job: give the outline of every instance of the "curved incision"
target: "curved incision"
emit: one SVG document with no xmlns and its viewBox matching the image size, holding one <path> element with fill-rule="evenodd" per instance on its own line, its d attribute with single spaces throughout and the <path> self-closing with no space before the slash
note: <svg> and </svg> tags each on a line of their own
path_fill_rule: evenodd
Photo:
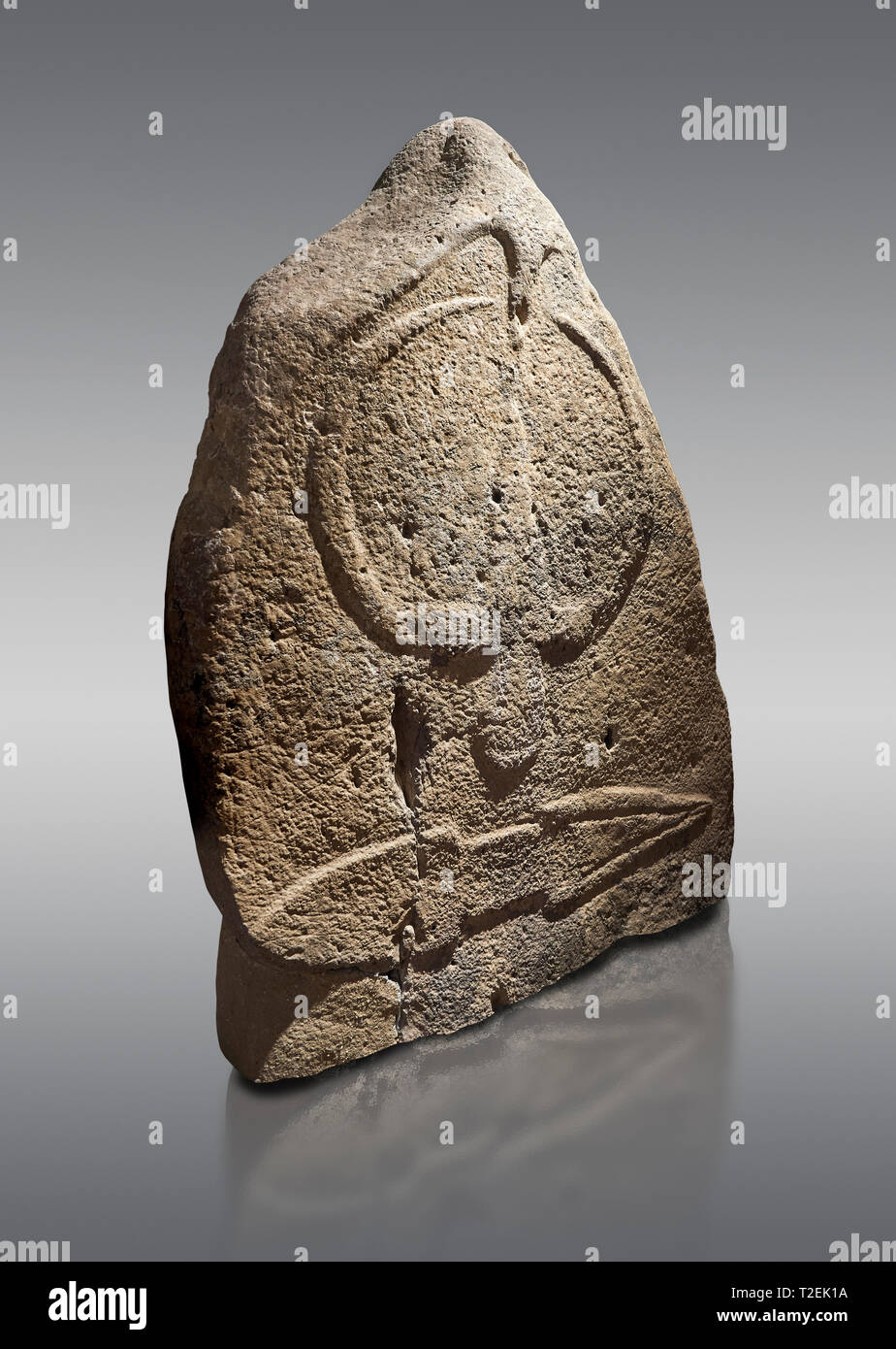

YOUR INSTRUCTIONS:
Can you edit the material above so that every "curved incision" becomes "straight incision", with all other text left unchanged and the pictures omitted from your answer?

FULL ANSWER:
job: give the outline of every instance of the "straight incision"
target: "straight incision"
emit: one SVG document with no xmlns and its viewBox matching the image size, holding one <path> element with fill-rule="evenodd" per instance on its own line, its d attribute with single spaces throughout and the <path> self-closing with no space before the slash
note: <svg> and </svg> tags each on a line of their own
path_fill_rule: evenodd
Photo:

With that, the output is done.